→ **TO BE DONE**: Please give only the number of lines in the data that contain the word "green", with case counting.

→ **RECORDS FOR THIS TASK**:
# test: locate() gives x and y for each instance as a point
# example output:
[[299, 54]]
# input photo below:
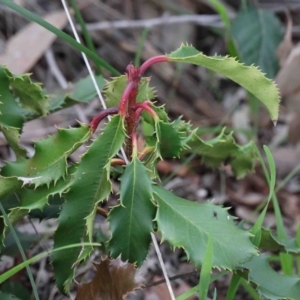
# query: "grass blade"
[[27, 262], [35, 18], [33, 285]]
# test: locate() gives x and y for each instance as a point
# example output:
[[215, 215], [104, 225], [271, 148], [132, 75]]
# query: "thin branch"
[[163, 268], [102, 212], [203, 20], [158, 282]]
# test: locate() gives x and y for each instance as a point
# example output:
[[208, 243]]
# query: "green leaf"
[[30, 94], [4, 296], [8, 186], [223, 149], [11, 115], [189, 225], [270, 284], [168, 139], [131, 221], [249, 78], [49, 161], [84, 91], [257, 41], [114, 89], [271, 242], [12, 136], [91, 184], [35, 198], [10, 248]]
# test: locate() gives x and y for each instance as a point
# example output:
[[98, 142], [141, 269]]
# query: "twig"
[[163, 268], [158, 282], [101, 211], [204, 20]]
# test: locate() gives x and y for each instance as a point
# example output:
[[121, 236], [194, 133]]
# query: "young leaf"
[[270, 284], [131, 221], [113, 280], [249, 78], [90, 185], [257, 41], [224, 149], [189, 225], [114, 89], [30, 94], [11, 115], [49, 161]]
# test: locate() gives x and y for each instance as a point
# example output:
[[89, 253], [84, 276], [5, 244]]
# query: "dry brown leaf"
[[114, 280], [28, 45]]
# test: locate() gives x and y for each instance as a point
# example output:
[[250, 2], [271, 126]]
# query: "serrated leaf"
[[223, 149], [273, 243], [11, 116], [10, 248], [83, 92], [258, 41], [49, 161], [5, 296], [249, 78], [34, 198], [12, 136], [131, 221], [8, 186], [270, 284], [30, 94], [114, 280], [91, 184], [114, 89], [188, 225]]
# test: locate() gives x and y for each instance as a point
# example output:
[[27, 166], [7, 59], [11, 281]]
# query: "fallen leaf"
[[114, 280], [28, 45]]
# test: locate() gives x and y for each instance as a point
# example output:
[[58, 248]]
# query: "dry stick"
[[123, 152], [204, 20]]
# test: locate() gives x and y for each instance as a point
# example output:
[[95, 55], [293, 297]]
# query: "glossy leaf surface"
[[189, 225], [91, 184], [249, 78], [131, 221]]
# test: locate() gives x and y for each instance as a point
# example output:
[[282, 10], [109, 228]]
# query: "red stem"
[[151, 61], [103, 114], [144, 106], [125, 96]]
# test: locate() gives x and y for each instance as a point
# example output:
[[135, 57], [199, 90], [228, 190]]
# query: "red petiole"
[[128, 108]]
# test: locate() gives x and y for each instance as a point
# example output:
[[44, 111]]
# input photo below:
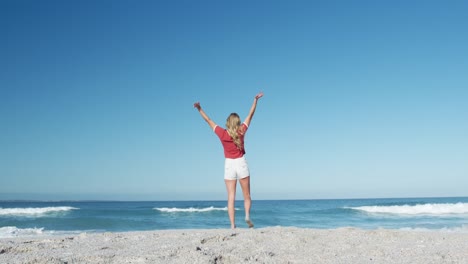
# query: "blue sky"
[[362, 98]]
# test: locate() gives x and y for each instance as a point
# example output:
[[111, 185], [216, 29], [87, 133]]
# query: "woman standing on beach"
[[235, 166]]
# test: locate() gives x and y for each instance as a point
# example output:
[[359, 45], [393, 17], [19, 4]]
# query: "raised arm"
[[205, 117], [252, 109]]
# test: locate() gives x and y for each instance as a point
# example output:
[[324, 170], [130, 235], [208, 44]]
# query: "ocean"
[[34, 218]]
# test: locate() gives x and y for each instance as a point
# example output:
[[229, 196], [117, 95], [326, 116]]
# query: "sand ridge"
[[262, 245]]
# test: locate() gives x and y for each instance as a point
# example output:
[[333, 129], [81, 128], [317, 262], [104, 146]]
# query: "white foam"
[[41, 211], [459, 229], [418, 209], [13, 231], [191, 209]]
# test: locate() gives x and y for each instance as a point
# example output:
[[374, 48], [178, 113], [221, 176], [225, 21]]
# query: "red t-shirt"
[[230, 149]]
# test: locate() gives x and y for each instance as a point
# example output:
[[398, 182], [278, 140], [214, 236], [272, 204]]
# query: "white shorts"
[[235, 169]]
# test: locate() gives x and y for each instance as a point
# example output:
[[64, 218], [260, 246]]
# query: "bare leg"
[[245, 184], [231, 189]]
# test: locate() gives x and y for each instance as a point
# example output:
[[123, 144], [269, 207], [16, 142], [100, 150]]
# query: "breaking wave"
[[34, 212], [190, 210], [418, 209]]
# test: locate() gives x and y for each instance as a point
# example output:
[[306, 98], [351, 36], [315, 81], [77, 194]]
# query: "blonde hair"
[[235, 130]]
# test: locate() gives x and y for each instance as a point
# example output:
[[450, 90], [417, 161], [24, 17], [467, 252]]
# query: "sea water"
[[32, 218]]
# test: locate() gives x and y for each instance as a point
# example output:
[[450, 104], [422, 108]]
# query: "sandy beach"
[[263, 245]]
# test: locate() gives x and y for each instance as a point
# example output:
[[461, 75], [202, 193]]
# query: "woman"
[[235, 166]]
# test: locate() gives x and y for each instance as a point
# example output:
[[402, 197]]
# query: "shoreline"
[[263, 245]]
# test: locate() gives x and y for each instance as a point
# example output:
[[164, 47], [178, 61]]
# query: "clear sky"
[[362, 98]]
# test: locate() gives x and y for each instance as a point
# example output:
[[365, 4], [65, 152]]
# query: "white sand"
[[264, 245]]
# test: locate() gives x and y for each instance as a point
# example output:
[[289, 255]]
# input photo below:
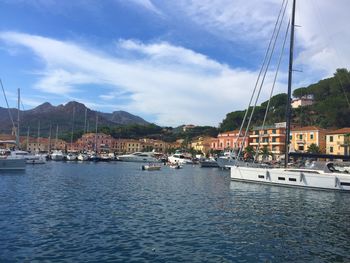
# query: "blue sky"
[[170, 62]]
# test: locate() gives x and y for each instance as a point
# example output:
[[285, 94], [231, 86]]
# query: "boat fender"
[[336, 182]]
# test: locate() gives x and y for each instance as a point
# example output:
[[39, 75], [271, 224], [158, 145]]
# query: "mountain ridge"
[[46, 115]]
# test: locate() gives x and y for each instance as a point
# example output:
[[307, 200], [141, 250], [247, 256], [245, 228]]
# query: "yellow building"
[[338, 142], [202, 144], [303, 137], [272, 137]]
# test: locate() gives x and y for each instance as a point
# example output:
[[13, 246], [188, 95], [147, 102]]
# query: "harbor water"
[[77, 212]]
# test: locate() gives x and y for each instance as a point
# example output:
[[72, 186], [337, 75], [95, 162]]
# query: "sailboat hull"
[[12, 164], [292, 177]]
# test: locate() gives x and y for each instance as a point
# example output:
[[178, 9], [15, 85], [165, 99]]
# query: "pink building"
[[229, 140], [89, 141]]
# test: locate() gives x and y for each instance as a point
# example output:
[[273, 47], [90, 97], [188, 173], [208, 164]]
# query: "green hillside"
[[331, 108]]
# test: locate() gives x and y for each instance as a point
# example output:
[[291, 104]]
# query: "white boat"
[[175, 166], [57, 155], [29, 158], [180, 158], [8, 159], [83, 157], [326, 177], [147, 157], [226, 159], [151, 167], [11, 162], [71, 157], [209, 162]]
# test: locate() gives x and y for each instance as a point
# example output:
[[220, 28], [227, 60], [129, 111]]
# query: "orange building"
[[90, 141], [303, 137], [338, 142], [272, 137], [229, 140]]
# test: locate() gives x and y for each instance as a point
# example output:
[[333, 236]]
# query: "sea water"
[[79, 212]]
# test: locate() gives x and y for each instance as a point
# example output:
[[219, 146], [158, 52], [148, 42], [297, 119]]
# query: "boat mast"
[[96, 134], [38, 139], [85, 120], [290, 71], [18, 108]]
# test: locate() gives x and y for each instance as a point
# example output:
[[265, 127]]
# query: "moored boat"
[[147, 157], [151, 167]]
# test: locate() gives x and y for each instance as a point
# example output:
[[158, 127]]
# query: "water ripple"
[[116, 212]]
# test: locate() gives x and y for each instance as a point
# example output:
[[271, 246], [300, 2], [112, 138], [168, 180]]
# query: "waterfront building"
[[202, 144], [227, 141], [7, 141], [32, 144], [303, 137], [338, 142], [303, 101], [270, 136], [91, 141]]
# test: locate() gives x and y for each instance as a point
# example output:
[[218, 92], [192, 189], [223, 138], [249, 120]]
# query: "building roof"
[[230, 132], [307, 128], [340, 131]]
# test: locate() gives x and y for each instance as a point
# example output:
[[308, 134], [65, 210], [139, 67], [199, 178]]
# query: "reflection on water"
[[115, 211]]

→ **ANSWER TO THE PROBLEM**: 2